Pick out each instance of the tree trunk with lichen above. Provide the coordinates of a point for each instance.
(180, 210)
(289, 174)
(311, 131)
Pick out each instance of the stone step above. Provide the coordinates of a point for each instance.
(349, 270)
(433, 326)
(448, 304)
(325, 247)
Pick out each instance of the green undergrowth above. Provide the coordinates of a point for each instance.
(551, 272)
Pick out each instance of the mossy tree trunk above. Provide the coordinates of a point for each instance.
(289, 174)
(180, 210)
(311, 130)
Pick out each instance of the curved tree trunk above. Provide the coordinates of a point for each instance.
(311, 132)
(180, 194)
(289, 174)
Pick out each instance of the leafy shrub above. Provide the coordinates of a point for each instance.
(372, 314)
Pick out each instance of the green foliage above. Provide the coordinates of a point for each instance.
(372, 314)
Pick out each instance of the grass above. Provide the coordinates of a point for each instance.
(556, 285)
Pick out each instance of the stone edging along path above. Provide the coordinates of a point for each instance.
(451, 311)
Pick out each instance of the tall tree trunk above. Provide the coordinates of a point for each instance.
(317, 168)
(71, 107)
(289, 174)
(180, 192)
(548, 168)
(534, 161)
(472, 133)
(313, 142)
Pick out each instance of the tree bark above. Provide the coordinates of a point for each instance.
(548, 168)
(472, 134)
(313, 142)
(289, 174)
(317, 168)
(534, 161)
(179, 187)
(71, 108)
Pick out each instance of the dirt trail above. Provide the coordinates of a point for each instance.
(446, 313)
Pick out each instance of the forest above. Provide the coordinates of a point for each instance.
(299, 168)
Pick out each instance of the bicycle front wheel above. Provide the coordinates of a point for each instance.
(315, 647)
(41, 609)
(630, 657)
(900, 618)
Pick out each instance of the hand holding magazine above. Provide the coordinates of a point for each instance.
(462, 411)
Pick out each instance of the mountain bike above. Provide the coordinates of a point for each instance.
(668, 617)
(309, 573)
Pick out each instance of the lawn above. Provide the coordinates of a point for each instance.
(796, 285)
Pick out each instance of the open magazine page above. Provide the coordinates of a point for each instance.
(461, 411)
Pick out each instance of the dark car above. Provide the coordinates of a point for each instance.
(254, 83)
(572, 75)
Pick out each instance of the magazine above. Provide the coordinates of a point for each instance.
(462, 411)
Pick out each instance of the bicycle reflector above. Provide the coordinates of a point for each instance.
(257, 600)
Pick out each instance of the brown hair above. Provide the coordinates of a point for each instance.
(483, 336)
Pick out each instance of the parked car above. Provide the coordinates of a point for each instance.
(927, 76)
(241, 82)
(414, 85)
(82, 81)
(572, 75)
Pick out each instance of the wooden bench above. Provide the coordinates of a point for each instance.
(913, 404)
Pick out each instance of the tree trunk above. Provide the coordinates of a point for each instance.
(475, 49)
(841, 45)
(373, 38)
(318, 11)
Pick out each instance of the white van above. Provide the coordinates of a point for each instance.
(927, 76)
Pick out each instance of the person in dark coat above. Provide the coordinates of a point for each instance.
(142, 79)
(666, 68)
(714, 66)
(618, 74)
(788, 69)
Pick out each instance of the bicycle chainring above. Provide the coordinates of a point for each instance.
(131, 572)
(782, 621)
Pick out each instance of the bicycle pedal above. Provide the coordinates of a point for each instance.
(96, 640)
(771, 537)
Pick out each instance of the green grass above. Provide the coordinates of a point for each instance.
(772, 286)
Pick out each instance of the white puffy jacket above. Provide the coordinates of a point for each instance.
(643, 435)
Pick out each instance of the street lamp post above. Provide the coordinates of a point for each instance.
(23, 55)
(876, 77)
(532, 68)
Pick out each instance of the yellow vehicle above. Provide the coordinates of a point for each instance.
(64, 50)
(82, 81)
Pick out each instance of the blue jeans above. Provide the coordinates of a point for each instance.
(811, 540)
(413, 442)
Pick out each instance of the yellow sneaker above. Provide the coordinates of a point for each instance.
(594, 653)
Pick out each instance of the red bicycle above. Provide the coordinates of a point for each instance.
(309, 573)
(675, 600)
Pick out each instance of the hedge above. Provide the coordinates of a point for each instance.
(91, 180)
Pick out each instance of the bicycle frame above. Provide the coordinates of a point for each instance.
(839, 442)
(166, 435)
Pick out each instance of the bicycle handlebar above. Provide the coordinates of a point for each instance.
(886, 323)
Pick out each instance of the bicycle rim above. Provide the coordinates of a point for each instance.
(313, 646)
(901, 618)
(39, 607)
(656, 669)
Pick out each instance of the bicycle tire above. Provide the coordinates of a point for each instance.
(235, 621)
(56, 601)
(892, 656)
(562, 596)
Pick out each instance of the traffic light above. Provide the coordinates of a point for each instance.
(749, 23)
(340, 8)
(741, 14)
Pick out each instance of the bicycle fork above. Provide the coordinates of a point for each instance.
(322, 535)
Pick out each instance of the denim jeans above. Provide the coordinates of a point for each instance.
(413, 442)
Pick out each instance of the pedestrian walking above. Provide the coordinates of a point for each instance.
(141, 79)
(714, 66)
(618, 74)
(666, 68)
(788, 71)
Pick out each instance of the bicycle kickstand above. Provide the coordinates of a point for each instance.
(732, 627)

::::::::

Your task: Going line by line, copy the data above exactly.

Solution to the problem:
Pick out each instance of the tree trunk with lichen above. Provide the coordinates of a point for each instance.
(180, 210)
(289, 174)
(311, 131)
Pick out each instance of the stone step above. Provide the coordinates of a point for each instance.
(349, 270)
(433, 326)
(448, 304)
(325, 247)
Pick out each instance of the green undergrowth above. Provide the coordinates of a point for each instance.
(551, 272)
Pick out each instance of the mossy tree trunk above. Provide the coordinates of a point for each instance.
(289, 174)
(180, 210)
(311, 130)
Pick out each instance of the curved tree trunk above. Provide the coordinates of a point for each instance.
(311, 132)
(180, 194)
(289, 174)
Pick out each instance of the leafy shrub above. Provide the coordinates of a point for each instance.
(372, 314)
Pick out each instance of the green foliage above. Provide the coordinates of a point for each instance.
(372, 314)
Pick out each instance of the grass above. Provide the coordinates of a point for each instance.
(556, 285)
Pick out each instance of the stone edging along path above. Provide the coordinates of a point for each instance.
(451, 311)
Pick out each instance of the tall tree trunk above. Provide the coordinates of a point for each instance.
(317, 168)
(71, 107)
(289, 174)
(180, 192)
(548, 168)
(534, 161)
(472, 133)
(313, 142)
Pick out each instance of the tree bark above. Provide the coordinates of a point for each instance.
(548, 168)
(472, 134)
(313, 142)
(289, 174)
(317, 168)
(534, 161)
(179, 187)
(71, 108)
Pick out each instance of the dirt trail above. Provide the coordinates of a point for each instance.
(446, 313)
Pick out each instance of the forest above. Provide the coordinates of a point for each instance.
(299, 168)
Pick out each instance of the bicycle front wheel above. Provide the coordinates of a point for each instance.
(315, 647)
(41, 609)
(630, 657)
(900, 618)
Pick out each instance of the hand holding magazine above. Provide the coordinates of a point for each instance.
(462, 411)
Pick out each instance of the mountain bike above. Provide the coordinates of a point for each instance.
(668, 617)
(309, 573)
Pick out each instance of the lawn above. Provide the coordinates of a point for each instance.
(796, 285)
Pick out each instance of the open magazine page above. Provide the coordinates of a point for each instance.
(461, 411)
Pick out each instance of the dark car above. Provide the coordinates of a point for each instance.
(254, 83)
(572, 75)
Pick out each instance of the magazine above. Provide the coordinates of a point for each instance.
(462, 411)
Pick out each instance of the bicycle reflector above. Provide the coordinates of a point for each instance.
(257, 600)
Pick out each instance of the brown hair above. Provide the coordinates of a point for each instance.
(483, 336)
Pick out each instance of the parked car above. Provide the coordinates of a point for each instance.
(927, 76)
(241, 82)
(414, 85)
(82, 81)
(572, 75)
Pick out each instance of the wooden bench above. Provide the coordinates of a point for each instance.
(913, 404)
Pick out each instance of the tree trunk above. Provide the coordinates of a point for each instance.
(475, 49)
(841, 45)
(373, 38)
(318, 11)
Pick out each instance of the white van above. Provide the coordinates of a point for each instance.
(927, 76)
Pick out each instance of the person in dark coat above. Provide the coordinates of a point for each instance.
(142, 79)
(666, 68)
(714, 66)
(618, 74)
(788, 69)
Pick out each instance of the bicycle chainring above. Provide the coordinates of a point for each instance.
(131, 572)
(782, 621)
Pick out each instance of the bicycle pedal above. Provide the coordinates of a point for each instance.
(96, 640)
(771, 537)
Pick out each instance of the green grass above. Provide the coordinates of a point for each instance.
(772, 286)
Pick out each instance of the white puffy jacket above. Provide the coordinates of a point for each instance.
(643, 435)
Pick out each instance of the street lamp post above. Provide the coordinates of a point for each instance.
(23, 55)
(876, 77)
(532, 68)
Pick out each instance of the yellow vehicle above. Provide the coordinates of a point for each instance.
(64, 50)
(82, 81)
Pick out each instance of the blue jeans above. Provide the coordinates of a point for each instance.
(811, 540)
(413, 442)
Pick out each instance of the yellow sneaker above. Provide the coordinates of a point for each instance.
(594, 653)
Pick out each instance of the red bicycle above. Provide the coordinates of a point for each instance.
(309, 573)
(675, 600)
Pick out each instance of the hedge above. Provide the coordinates of a point for each instance.
(91, 180)
Pick out each instance of the bicycle frame above. Provide the coordinates of a point for each instance.
(839, 442)
(166, 435)
Pick out each instance of the bicycle handlebar above. Provide the coordinates of a point for each instance.
(886, 323)
Pick out each instance of the bicycle rim above. Provide the coordinates of a point for each instance.
(313, 646)
(901, 618)
(39, 607)
(656, 669)
Pick out each instance of the bicycle tire above. Provide the coordinates of a point for each instance.
(235, 621)
(56, 601)
(892, 656)
(562, 596)
Pick out each instance of the traffic light above. Provide the coordinates of a point for each instance.
(749, 23)
(340, 8)
(741, 14)
Pick out each instance of the bicycle fork above. Provide the coordinates of a point for each instance.
(322, 535)
Pick out each instance of the denim jeans above. Provide the coordinates of a point for each instance.
(413, 442)
Pick out each instance of the pedestrian walking above. Provide the coordinates of a point for each instance.
(141, 79)
(714, 66)
(618, 74)
(666, 68)
(788, 71)
Pick out each instance of the bicycle kickstand above. Provide the coordinates of a point for each instance.
(732, 627)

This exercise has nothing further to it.